start Quoted passage
Coaster Kingdom
http://www.ukrollercoasters.co.uk
Submission (Alton Towers)
Alton
Towers deserve credit and kudos for many things. The medley of rides at the park
seems to be spot on with a nice variety of family water rides, large
white-knuckle roller coasters and the de rigueur spin rides.
It
is the spin ride that perhaps the park is most keen on installing. With each
simple glorified fairground attraction that opens, it is delivered in a blitz of
marketing that may even over-shadow even Valhalla. This means that the public
are quite happy to queue for half-an-hour for an insipid version of what can be
found at a half-decent fair.
That
is quite a harsh outlook, perhaps, and what spin rides are good at in theme
parks is to offer a stark contrast to the sprawling undulations of a roller
coaster, filling in a plot that may otherwise be another souvenir shop and at
least being a small investment for the park, as opposed to large rides with no
investment between.
Although
the theming in the X Sector is about as descriptive and explicit as the name, it
is one of the most impressive areas in that once you’re in the centre of it, a
simple 360-degree revolution will impress – not only do you follow the course
of Oblivion, but there is always something going on – a shuttle from Oblivion
plunging deep under the ground, the Enterprise skimming the final turn-around of
Oblivion, or the newest addition, Submission.
When
moving, the ride appears to be far more discouraging and menacing than when it
does parked, when it appears to be no more than a puffed up Sky Flyer.
end Quoted passage
Complete the following.
A. Answer these questions about the Submission review:
(i) What three kinds of rides make up the park's medley?
(ii) How long is the public said to be happy to queue for a spin ride?
(iii) What does Submission appear to be when it is parked?
B. Turn the paragraph of the Submission review that begins "Although the theming in the X Sector" into a short bulleted list that keeps its main facts.
C. From the Submission review, copy out the passage from "Coaster Kingdom" up to and including "a half-decent fair.".
start Data listing
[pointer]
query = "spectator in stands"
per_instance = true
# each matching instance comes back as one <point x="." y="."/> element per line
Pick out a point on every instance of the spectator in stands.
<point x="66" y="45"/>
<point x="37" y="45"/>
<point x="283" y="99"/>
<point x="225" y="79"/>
end Data listing
Solution list.
A.
(i) Family water rides, large white-knuckle roller coasters, and spin rides.
(ii) Half an hour.
(iii) No more than a puffed up Sky Flyer.

B.
- The theming in the X Sector is about as descriptive and explicit as its name.
- It is still one of the most impressive areas: a 360-degree turn from its center impresses.
- From there you can follow the course of Oblivion.
- Something is always going on: an Oblivion shuttle plunging underground, the Enterprise skimming Oblivion's final turn-around, or the newest addition, Submission.

C.
Coaster Kingdom
http://www.ukrollercoasters.co.uk
Submission (Alton Towers)
Alton
Towers deserve credit and kudos for many things. The medley of rides at the park
seems to be spot on with a nice variety of family water rides, large
white-knuckle roller coasters and the de rigueur spin rides.
It
is the spin ride that perhaps the park is most keen on installing. With each
simple glorified fairground attraction that opens, it is delivered in a blitz of
marketing that may even over-shadow even Valhalla. This means that the public
are quite happy to queue for half-an-hour for an insipid version of what can be
found at a half-decent fair.